── Exercise material
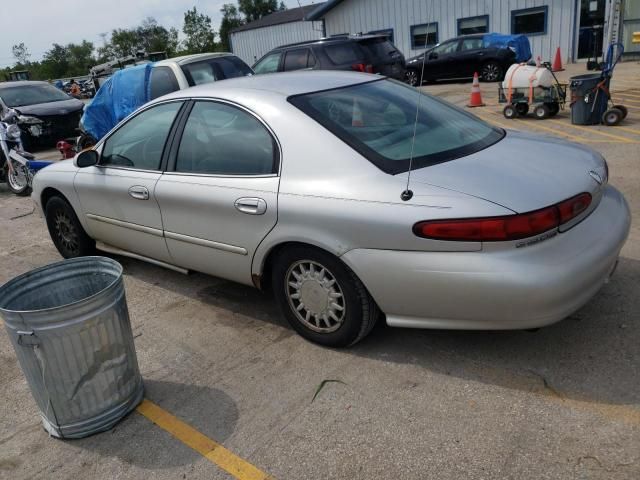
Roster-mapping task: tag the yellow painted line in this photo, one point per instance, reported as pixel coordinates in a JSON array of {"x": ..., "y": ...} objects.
[
  {"x": 192, "y": 438},
  {"x": 592, "y": 131}
]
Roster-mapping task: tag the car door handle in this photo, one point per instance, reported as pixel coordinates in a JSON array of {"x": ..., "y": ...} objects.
[
  {"x": 139, "y": 192},
  {"x": 251, "y": 205}
]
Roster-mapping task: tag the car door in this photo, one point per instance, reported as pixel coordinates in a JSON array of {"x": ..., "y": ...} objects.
[
  {"x": 470, "y": 56},
  {"x": 219, "y": 196},
  {"x": 117, "y": 196},
  {"x": 441, "y": 62}
]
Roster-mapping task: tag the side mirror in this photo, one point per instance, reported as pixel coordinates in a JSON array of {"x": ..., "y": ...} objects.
[{"x": 87, "y": 158}]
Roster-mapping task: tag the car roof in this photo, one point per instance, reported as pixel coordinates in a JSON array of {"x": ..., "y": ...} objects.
[
  {"x": 22, "y": 83},
  {"x": 336, "y": 39},
  {"x": 193, "y": 58},
  {"x": 285, "y": 84}
]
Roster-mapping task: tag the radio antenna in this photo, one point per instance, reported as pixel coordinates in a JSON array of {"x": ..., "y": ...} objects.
[{"x": 407, "y": 194}]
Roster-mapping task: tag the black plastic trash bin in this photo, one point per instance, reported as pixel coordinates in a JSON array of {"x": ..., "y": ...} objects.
[{"x": 588, "y": 101}]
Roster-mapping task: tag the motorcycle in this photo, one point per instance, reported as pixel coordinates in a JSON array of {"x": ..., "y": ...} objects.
[{"x": 14, "y": 164}]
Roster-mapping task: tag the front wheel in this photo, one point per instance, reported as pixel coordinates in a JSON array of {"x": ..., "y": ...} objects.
[
  {"x": 321, "y": 298},
  {"x": 66, "y": 231},
  {"x": 18, "y": 179}
]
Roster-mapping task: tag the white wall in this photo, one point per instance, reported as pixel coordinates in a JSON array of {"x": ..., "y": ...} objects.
[
  {"x": 354, "y": 16},
  {"x": 250, "y": 45}
]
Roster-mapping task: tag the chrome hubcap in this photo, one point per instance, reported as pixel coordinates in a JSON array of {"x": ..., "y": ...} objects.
[
  {"x": 315, "y": 296},
  {"x": 18, "y": 177},
  {"x": 66, "y": 233}
]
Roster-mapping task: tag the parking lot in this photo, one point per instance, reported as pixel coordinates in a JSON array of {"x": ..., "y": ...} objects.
[{"x": 231, "y": 388}]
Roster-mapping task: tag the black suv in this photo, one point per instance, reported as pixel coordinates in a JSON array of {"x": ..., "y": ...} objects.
[
  {"x": 361, "y": 53},
  {"x": 459, "y": 58}
]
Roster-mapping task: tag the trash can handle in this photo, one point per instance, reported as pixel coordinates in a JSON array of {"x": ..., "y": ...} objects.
[{"x": 27, "y": 338}]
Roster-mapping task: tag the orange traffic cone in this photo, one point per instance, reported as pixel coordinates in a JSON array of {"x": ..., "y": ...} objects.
[
  {"x": 557, "y": 62},
  {"x": 476, "y": 96}
]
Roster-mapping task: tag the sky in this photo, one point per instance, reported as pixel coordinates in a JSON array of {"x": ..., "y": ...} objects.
[{"x": 40, "y": 23}]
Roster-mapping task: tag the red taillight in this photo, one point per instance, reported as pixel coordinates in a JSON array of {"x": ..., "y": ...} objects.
[
  {"x": 573, "y": 207},
  {"x": 361, "y": 67},
  {"x": 510, "y": 227}
]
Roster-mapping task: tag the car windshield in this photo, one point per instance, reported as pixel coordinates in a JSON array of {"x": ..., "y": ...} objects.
[
  {"x": 23, "y": 95},
  {"x": 378, "y": 119},
  {"x": 207, "y": 71}
]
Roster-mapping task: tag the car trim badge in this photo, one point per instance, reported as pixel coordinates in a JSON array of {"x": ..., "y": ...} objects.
[{"x": 596, "y": 176}]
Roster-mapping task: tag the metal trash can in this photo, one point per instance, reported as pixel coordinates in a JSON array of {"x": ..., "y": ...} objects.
[
  {"x": 69, "y": 325},
  {"x": 588, "y": 102}
]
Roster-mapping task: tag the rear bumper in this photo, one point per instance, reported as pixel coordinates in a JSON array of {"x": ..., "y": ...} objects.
[{"x": 500, "y": 289}]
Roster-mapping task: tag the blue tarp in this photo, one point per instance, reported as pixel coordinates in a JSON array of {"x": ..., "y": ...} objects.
[
  {"x": 520, "y": 43},
  {"x": 120, "y": 95}
]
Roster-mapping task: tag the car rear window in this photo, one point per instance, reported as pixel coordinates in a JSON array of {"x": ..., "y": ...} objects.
[
  {"x": 379, "y": 48},
  {"x": 378, "y": 120},
  {"x": 342, "y": 53}
]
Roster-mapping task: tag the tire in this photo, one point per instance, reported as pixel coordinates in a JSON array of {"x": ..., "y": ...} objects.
[
  {"x": 295, "y": 277},
  {"x": 412, "y": 77},
  {"x": 623, "y": 109},
  {"x": 510, "y": 112},
  {"x": 612, "y": 117},
  {"x": 19, "y": 181},
  {"x": 66, "y": 231},
  {"x": 541, "y": 112},
  {"x": 491, "y": 71},
  {"x": 522, "y": 108},
  {"x": 554, "y": 108}
]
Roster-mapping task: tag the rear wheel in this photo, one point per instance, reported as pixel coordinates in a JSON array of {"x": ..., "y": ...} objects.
[
  {"x": 66, "y": 231},
  {"x": 541, "y": 112},
  {"x": 321, "y": 298},
  {"x": 18, "y": 178},
  {"x": 522, "y": 108},
  {"x": 623, "y": 109},
  {"x": 612, "y": 117},
  {"x": 491, "y": 72}
]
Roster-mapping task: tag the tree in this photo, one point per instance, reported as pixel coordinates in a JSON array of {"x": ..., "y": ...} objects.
[
  {"x": 55, "y": 62},
  {"x": 200, "y": 35},
  {"x": 230, "y": 20},
  {"x": 255, "y": 9},
  {"x": 21, "y": 53}
]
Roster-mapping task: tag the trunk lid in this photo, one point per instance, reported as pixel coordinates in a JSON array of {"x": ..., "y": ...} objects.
[{"x": 521, "y": 172}]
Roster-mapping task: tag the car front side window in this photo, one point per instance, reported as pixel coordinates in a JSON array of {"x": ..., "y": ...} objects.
[
  {"x": 139, "y": 143},
  {"x": 221, "y": 139}
]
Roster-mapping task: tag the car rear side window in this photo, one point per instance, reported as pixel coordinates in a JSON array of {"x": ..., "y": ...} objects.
[
  {"x": 268, "y": 64},
  {"x": 343, "y": 53},
  {"x": 378, "y": 120},
  {"x": 162, "y": 81},
  {"x": 210, "y": 70},
  {"x": 139, "y": 143},
  {"x": 225, "y": 140},
  {"x": 296, "y": 59}
]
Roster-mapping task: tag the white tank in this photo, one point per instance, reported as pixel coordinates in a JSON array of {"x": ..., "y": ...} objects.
[{"x": 523, "y": 76}]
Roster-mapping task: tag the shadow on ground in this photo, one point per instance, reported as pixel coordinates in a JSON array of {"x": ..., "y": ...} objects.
[
  {"x": 594, "y": 355},
  {"x": 209, "y": 410}
]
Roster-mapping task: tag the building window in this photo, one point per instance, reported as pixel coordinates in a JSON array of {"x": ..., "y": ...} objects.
[
  {"x": 387, "y": 31},
  {"x": 424, "y": 35},
  {"x": 530, "y": 21},
  {"x": 470, "y": 25}
]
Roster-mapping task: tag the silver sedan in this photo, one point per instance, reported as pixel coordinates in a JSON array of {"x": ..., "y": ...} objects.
[{"x": 299, "y": 183}]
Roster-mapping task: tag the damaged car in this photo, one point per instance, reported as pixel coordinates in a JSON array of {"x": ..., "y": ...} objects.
[{"x": 46, "y": 113}]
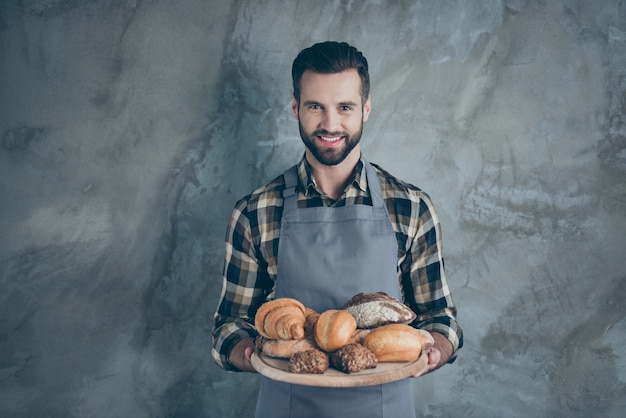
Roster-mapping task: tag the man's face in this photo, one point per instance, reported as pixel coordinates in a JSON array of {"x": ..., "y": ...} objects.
[{"x": 331, "y": 114}]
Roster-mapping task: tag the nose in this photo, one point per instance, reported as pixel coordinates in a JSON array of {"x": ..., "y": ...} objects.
[{"x": 330, "y": 121}]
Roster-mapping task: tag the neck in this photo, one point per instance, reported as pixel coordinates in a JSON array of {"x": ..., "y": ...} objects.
[{"x": 333, "y": 180}]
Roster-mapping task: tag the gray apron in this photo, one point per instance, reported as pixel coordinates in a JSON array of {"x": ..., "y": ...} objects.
[{"x": 326, "y": 256}]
────
### Required work
Set down, word for word, every line from the line that holds "Roster-mapping task: tag the nose" to the end of the entries above, including both ends.

### Final result
Roster-mapping task: tag the nose in this photo, one point per instance, reported as pixel coordinates in a JSON array of {"x": ..., "y": ...} objects.
[{"x": 330, "y": 121}]
Roster-mapping task: tag the neck in this photo, one point per instance, reported as pixel coordinates in a JSON array of {"x": ..., "y": ...} objects.
[{"x": 333, "y": 180}]
Roster-mapping task: tag the gray apron in this photo, one point per instance, reported as pixel coordinates in a JSON array of {"x": ..., "y": ...} objects.
[{"x": 326, "y": 256}]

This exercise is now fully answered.